Data rows |
• • • • •

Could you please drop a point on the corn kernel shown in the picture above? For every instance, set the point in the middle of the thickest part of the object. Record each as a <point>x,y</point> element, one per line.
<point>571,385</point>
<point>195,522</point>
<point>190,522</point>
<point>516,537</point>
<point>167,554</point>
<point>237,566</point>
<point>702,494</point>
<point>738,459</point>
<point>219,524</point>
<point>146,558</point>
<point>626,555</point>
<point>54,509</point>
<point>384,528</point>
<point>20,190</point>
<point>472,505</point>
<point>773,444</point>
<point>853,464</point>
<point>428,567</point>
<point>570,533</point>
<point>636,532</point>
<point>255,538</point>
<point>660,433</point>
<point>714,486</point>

• • • • •

Requirement |
Rewrite the data above, swapping "corn kernel" for "grain of corn" and leaving everything else as it stands.

Solution to the problem |
Could you please drop a point on the grain of corn shown in the picture above? For every instance, set the point in the middle of the thickest part of the object. Record each as a <point>x,y</point> element, one per line.
<point>571,385</point>
<point>195,522</point>
<point>190,522</point>
<point>516,537</point>
<point>167,554</point>
<point>237,566</point>
<point>702,494</point>
<point>738,459</point>
<point>219,524</point>
<point>146,558</point>
<point>626,555</point>
<point>54,509</point>
<point>384,528</point>
<point>20,190</point>
<point>472,505</point>
<point>773,444</point>
<point>853,464</point>
<point>428,567</point>
<point>570,533</point>
<point>636,532</point>
<point>255,538</point>
<point>660,433</point>
<point>714,486</point>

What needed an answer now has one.